» Phrase grounding data
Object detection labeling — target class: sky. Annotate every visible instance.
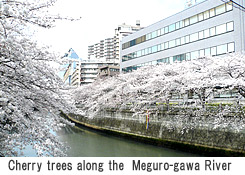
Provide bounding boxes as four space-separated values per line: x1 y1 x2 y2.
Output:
36 0 188 59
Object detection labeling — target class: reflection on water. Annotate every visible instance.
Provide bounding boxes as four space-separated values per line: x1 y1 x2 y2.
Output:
57 125 197 157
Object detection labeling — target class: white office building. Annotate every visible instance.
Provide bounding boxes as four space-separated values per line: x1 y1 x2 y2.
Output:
120 0 245 72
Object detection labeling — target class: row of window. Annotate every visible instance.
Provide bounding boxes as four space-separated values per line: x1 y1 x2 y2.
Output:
81 73 98 75
122 42 235 72
122 2 233 50
81 63 108 67
109 68 120 72
122 21 234 62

» WORK TO COMPLETE
Every line above is to be returned exactly, with its pictures removed.

» FINAL ANSWER
Object detection labeling — target class: sky. Annotate every visible instance.
Provide bounding boxes as four space-separated values per line: x1 y1 x2 y2.
Output:
36 0 188 59
Object detection labeling — target class: reflection on water. Annotate every visible instance.
Provide bounding boxes as four space-separated values per line: x1 y1 x2 y2.
Output:
57 125 197 157
Object detection labeling — target class: white office building. Annotate every visible instance.
Provide bounding boxes as four space-separated values per line: x1 y1 x2 y2.
Output:
120 0 245 72
Object detection labeling — target class: row of window. Annotate every visible instance.
Provide bounding boxes as four space-separated values per line: x1 y1 x2 y2.
Output:
81 73 98 75
122 42 235 72
122 2 233 50
81 63 108 67
109 68 120 72
122 21 234 62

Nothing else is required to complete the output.